• **EXERCISE TEXT**:

.....

Question Zen 6 Speculation Thread

Page 39 - Seeking answers? Join the AnandTech community: where nearly half-a-million members share solutions and discuss the latest tech.

OneEng2

Senior member
Sep 19, 2022
619
861
106
How does this work with AM5? Already we see Zen5 as having some main memory limitations.

If we have a 50+ % increase in cores and another 10+ % throughput increase per core, where does that leave us? DDR5 10000+ needed?

As a comparison, SP5 has 12 channels serving 128 Zen5 cores vs AM5 having 2 channels with 16 cores maximum.
Good point. I wonder if the RAM bandwidth is the limit though?
Yes, Strix Halo will answer many questions.

True, but the SP5 socket has max 10.67 cores/memory channel, also slower cores, still 50% more bandwidth/core than AM5 (max). Tells me, that at the limit, the cores with AM5 are starved. Strix Halo will show what's true.

.....

• **Collected data**:

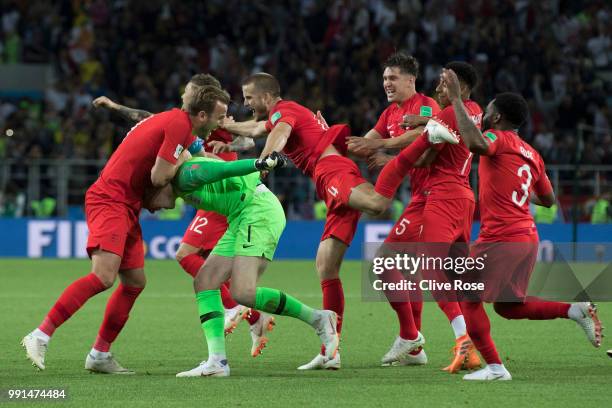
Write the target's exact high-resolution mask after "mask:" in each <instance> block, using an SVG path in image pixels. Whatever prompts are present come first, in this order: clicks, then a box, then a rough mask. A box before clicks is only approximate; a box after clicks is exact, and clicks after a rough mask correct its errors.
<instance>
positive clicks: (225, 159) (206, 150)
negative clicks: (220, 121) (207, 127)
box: [204, 128, 238, 161]
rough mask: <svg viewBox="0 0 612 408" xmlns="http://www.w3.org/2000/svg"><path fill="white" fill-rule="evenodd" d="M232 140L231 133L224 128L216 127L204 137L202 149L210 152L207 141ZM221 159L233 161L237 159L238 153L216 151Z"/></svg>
mask: <svg viewBox="0 0 612 408" xmlns="http://www.w3.org/2000/svg"><path fill="white" fill-rule="evenodd" d="M233 140H234V138H233V136H232V134H231V133H230V132H228V131H227V130H225V129H221V128H217V129H215V130H213V131H212V132H211V134H210V136H208V138H207V139H206V142H205V144H204V151H206V152H208V153H212V147H211V146H209V145H208V142H213V141H219V142H223V143H232V141H233ZM217 156H219V157H220V158H221V159H223V160H225V161H234V160H238V153H236V152H227V153H217Z"/></svg>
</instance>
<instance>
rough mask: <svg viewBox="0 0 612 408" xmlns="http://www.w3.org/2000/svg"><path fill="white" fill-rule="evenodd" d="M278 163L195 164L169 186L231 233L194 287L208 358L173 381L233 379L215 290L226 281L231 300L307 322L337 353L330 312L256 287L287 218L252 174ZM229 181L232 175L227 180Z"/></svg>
mask: <svg viewBox="0 0 612 408" xmlns="http://www.w3.org/2000/svg"><path fill="white" fill-rule="evenodd" d="M283 161H284V159H283V158H282V157H281V156H280V155H279V154H278V153H276V152H273V153H272V154H271V155H267V156H265V157H264V158H263V159H259V160H255V159H250V160H240V161H237V162H227V163H225V162H222V161H217V160H215V159H209V158H195V159H193V160H190V161H189V162H187V163H185V165H183V166H182V167H181V169H180V170H179V173H178V175H177V177H176V179H175V182H174V184H173V185H174V189H175V191H176V193H177V194H178V195H179V196H181V197H182V198H183V199H184V200H185V201H186V202H187V203H190V204H192V205H194V206H196V207H197V208H200V209H205V210H208V211H215V212H217V213H219V214H223V215H225V216H226V217H227V220H228V224H229V227H228V229H227V231H226V232H225V234H223V237H222V238H221V239H220V240H219V242H217V245H215V247H214V249H213V250H212V252H211V254H210V256H209V257H208V259H207V261H206V263H205V264H204V265H203V267H202V268H201V269H200V271H199V272H198V274H197V275H196V278H195V282H194V288H195V292H196V300H197V304H198V311H199V315H200V322H201V324H202V329H203V330H204V335H205V336H206V341H207V344H208V359H207V360H205V361H203V362H202V363H200V364H199V365H198V366H197V367H195V368H194V369H192V370H189V371H185V372H181V373H178V374H177V377H201V376H203V377H224V376H228V375H229V374H230V368H229V364H228V363H227V356H226V353H225V339H224V324H223V305H222V303H221V293H220V290H219V288H220V287H221V285H222V284H223V282H225V281H227V280H228V279H230V278H231V279H232V285H231V291H232V296H233V297H234V298H235V299H236V300H237V301H238V302H239V303H240V304H243V305H245V306H248V307H252V308H254V309H258V310H262V311H265V312H268V313H273V314H277V315H284V316H291V317H294V318H297V319H300V320H302V321H304V322H305V323H307V324H309V325H310V326H312V327H313V328H314V329H315V330H316V333H317V334H318V335H319V337H320V339H321V341H322V343H323V344H324V345H325V347H326V356H325V357H326V359H332V358H333V357H334V355H335V354H336V352H337V350H338V345H339V341H340V340H339V336H338V333H337V331H336V324H337V316H336V313H335V312H333V311H330V310H314V309H312V308H310V307H308V306H306V305H305V304H303V303H301V302H300V301H299V300H297V299H295V298H294V297H292V296H290V295H287V294H285V293H283V292H281V291H279V290H276V289H271V288H265V287H258V286H257V280H258V278H259V276H260V275H261V274H262V273H263V272H264V271H265V269H266V266H267V264H268V262H269V261H271V260H272V258H273V256H274V252H275V250H276V247H277V245H278V240H279V239H280V236H281V234H282V232H283V229H284V228H285V213H284V211H283V208H282V206H281V204H280V202H279V201H278V199H277V198H276V196H275V195H274V194H273V193H272V192H270V190H268V189H267V188H266V186H265V185H264V184H262V183H261V180H260V178H259V174H257V173H254V172H256V171H259V170H270V169H272V168H274V167H276V166H277V165H279V163H280V162H283ZM247 174H248V175H247ZM228 176H233V177H229V178H226V177H228ZM170 190H171V189H170ZM171 195H172V194H171ZM174 199H175V197H174V196H173V195H172V197H171V198H170V199H169V200H166V202H167V203H170V204H171V205H172V203H174Z"/></svg>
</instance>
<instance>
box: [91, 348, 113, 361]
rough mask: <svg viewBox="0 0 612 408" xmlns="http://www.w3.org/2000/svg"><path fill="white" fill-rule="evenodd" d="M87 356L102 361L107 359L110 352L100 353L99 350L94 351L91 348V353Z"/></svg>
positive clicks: (92, 348) (92, 349)
mask: <svg viewBox="0 0 612 408" xmlns="http://www.w3.org/2000/svg"><path fill="white" fill-rule="evenodd" d="M89 354H91V356H92V357H93V358H95V359H96V360H98V359H102V358H107V357H108V356H109V355H110V352H109V351H100V350H96V349H95V348H92V349H91V351H90V352H89Z"/></svg>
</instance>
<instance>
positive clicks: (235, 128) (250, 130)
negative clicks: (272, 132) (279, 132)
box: [220, 119, 268, 138]
mask: <svg viewBox="0 0 612 408" xmlns="http://www.w3.org/2000/svg"><path fill="white" fill-rule="evenodd" d="M220 126H221V127H222V128H223V129H225V130H227V131H228V132H230V133H232V134H234V135H237V136H244V137H250V138H258V137H263V136H266V135H267V134H268V131H267V130H266V122H265V121H262V120H260V121H257V120H255V119H253V120H247V121H245V122H234V121H232V120H224V121H223V123H221V124H220Z"/></svg>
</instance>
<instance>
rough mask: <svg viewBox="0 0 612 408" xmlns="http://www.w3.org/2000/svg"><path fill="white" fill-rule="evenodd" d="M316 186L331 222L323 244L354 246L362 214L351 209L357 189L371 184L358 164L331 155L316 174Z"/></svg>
mask: <svg viewBox="0 0 612 408" xmlns="http://www.w3.org/2000/svg"><path fill="white" fill-rule="evenodd" d="M314 182H315V186H316V188H317V194H318V196H319V198H321V199H322V200H323V201H325V205H326V206H327V218H326V220H325V229H324V230H323V235H322V236H321V241H323V240H326V239H327V238H330V237H334V238H337V239H339V240H340V241H342V242H344V243H345V244H346V245H350V244H351V241H352V240H353V237H354V236H355V231H356V230H357V223H358V222H359V217H361V211H358V210H355V209H353V208H351V207H349V206H348V200H349V197H350V196H351V190H352V189H353V187H357V186H359V185H361V184H363V183H367V181H366V179H364V178H363V177H362V176H361V172H360V171H359V168H358V167H357V165H356V164H355V162H354V161H352V160H350V159H349V158H347V157H344V156H338V155H331V156H326V157H323V158H322V159H320V160H319V161H318V162H317V164H316V166H315V171H314Z"/></svg>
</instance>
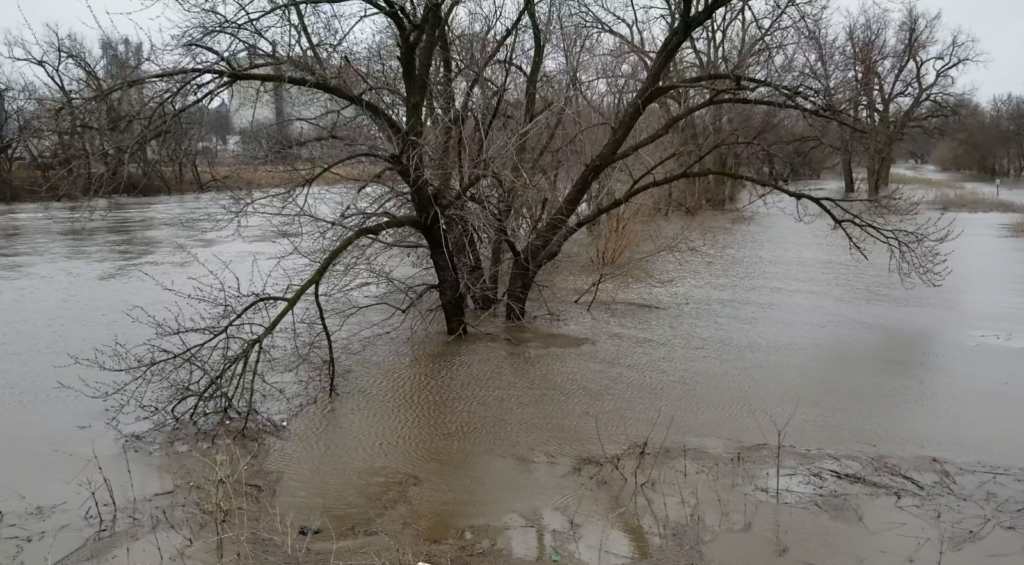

.....

• **PROBLEMS TO WORK ON**:
1 – According to the Zen 6 speculation thread, how many memory channels does the SP5 socket have?
2 – List every percentage figure that appears in the Zen 6 speculation thread.

• **PER-TASK ANSWERS**:
1 – 12

2 –
- 50+ %
- 10+ %
- 50%